But please follow the following guideline:


To make it short: ALWAYS USE YOUR COMMON SENSE IF POSTING!
If you don't have common sense, don't post.


More specifically:

For new threads:


a) Good, meaningful title:
The title has to say what the problem is about in best way possible.
If that title occured already, it's definitely bad. And contest names aren't good either.
That's in fact a requirement for being able to search old problems.

Examples:
Bad titles:
- "Hard"/"Medium"/"Easy" (if you find it so cool how hard/easy it is, tell it in the post and use a title that tells us the problem)
- "Number Theory" (hey guy, guess why this forum's named that way¿ and is it the only such problem on earth¿)
- "Fibonacci" (there are millions of Fibonacci problems out there, all posted and named the same...)
- "Chinese TST 2003" (does this say anything about the problem¿)
Good titles:
- "On divisors of a³+2b³+4c³-6abc"
- "Number of solutions to x²+y²=6z²"
- "Fibonacci numbers are never squares"


b) Use search function:
Before posting a "new" problem spend at least two, better five, minutes to look if this problem was posted before. If it was, don't repost it. If you have anything important to say on topic, post it in one of the older threads.
If the thread is locked cause of this, use search function.

Update (by Amir Hossein). The best way to search for two keywords in AoPS is to input
[code]+"first keyword" +"second keyword"[/code]
so that any post containing both strings "first word" and "second form".


c) Good problem statement:
Some recent really bad post was:
[quote]$lim_{n\to 1}^{+\infty}\frac{1}{n}-lnn$[/quote]
It contains no question and no answer.

- - -

Task 1:
Reproduce the posting guidelines word for word from "If that title" to "us the problem)", inclusive.
The posting guidelines and the listing were drawn from unrelated sources.

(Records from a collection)
- - -

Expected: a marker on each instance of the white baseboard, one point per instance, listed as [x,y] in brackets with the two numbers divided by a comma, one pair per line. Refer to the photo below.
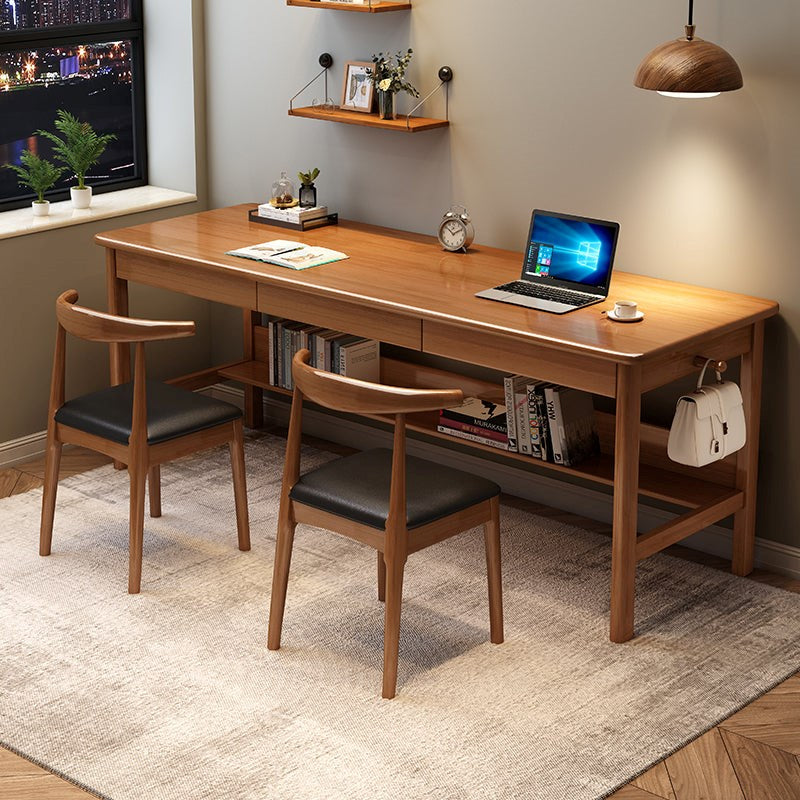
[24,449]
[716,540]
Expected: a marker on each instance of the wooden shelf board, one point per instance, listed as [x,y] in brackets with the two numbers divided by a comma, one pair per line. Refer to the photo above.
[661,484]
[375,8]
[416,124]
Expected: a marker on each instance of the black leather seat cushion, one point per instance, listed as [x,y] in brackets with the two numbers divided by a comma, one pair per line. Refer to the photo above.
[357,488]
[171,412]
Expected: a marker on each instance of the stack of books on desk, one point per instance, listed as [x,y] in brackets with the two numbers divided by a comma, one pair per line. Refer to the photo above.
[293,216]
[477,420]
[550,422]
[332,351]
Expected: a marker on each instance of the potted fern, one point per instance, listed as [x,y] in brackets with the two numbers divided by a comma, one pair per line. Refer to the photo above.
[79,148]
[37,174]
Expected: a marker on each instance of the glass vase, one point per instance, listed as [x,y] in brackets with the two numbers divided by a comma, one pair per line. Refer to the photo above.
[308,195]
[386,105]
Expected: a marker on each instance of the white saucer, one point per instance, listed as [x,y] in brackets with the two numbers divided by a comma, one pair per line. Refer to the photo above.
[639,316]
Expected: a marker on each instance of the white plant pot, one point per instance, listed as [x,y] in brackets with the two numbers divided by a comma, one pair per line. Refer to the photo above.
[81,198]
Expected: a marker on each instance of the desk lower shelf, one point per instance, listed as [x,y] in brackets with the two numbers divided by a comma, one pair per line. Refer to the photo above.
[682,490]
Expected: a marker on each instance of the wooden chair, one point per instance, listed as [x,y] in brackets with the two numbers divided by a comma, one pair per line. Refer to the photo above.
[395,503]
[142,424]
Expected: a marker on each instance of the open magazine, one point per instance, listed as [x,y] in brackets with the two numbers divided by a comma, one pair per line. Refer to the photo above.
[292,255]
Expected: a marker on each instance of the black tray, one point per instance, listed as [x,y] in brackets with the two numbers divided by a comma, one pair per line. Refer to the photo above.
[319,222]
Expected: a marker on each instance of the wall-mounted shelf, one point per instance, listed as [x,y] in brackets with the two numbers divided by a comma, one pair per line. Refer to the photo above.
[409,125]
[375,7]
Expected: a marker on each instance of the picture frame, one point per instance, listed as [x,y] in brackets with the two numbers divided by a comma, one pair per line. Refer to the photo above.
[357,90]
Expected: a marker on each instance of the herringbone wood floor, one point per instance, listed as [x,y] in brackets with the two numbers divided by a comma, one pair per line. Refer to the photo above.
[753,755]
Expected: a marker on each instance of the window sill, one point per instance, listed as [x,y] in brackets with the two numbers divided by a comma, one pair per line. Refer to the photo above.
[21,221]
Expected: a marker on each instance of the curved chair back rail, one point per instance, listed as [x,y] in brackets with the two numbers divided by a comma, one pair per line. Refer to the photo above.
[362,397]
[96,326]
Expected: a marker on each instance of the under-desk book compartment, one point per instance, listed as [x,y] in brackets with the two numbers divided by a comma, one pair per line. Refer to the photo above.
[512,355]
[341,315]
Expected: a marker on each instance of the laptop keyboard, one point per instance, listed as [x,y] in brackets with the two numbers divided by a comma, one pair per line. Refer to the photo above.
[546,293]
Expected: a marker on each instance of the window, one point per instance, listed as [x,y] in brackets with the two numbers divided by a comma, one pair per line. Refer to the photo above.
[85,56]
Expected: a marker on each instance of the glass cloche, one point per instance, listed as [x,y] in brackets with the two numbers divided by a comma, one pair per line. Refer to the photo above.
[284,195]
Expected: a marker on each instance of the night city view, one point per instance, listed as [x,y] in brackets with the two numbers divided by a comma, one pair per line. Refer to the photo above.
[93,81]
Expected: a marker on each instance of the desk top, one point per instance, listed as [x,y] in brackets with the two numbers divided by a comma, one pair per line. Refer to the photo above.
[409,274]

- - -

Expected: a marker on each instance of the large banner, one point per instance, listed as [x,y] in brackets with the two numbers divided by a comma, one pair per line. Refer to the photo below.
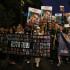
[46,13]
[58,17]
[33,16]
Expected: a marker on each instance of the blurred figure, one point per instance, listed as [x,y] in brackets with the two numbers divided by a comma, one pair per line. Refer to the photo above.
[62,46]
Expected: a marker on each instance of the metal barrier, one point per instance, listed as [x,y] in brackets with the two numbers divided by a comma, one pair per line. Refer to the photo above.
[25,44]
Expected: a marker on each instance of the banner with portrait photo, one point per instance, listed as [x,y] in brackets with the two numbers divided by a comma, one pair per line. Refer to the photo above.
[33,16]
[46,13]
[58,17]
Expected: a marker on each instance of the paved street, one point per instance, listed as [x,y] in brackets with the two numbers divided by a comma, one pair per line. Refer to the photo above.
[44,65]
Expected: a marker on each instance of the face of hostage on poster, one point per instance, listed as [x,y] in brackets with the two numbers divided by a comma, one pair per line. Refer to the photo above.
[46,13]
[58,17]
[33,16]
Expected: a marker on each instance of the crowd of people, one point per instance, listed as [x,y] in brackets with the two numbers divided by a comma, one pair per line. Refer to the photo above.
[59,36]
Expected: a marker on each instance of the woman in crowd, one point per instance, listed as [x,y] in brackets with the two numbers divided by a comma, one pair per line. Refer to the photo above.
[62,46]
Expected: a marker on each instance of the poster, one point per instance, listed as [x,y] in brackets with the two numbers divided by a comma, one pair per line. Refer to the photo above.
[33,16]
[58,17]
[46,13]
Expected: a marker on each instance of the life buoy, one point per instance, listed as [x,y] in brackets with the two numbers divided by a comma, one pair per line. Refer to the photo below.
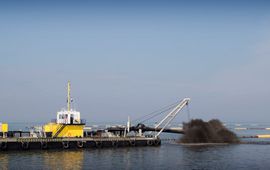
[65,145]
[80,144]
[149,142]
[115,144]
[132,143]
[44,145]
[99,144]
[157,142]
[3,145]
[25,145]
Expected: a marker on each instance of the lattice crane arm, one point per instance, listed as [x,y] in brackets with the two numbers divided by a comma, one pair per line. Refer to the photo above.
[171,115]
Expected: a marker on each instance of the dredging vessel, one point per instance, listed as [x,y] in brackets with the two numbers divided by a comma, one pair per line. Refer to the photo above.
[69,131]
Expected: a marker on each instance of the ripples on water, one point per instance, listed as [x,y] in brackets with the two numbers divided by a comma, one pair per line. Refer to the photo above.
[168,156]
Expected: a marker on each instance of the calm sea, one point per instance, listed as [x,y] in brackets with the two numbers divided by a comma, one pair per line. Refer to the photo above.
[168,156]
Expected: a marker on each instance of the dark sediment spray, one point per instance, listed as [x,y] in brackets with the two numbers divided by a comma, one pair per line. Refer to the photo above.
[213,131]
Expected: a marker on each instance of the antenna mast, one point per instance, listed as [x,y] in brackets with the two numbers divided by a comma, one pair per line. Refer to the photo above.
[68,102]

- - -

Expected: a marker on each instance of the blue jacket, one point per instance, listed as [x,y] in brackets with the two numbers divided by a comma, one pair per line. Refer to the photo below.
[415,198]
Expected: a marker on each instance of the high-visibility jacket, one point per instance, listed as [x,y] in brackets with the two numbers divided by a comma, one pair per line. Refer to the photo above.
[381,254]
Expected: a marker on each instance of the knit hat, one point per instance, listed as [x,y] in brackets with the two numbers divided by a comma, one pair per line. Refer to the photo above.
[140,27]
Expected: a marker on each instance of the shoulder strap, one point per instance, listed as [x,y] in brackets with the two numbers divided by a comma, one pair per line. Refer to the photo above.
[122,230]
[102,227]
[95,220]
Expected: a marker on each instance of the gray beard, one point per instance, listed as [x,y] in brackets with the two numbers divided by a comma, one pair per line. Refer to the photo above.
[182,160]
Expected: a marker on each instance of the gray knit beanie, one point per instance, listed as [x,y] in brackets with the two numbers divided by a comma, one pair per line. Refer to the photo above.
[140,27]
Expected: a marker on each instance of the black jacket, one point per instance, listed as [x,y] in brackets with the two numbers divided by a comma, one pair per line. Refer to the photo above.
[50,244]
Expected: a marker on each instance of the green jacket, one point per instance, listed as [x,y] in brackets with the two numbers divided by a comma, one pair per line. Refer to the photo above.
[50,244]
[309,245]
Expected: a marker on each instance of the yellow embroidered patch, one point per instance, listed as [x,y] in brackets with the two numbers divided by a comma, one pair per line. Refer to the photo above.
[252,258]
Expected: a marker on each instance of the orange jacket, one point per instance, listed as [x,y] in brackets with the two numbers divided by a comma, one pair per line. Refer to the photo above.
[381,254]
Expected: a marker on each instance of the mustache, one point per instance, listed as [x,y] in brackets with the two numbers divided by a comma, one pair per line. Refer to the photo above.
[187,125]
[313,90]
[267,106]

- - -

Task 2:
Count the lines of the listing that contain the word "poster" and give only that number.

Correct response 1:
If that title occured already, it's definitely bad. And contest names aren't good either.
That's in fact a requirement for being able to search old problems.

Examples:
Bad titles:
- "Hard"/"Medium"/"Easy" (if you find it so cool how hard/easy it is, tell it in the post and use a title that tells us the problem)

Correct response 2:
2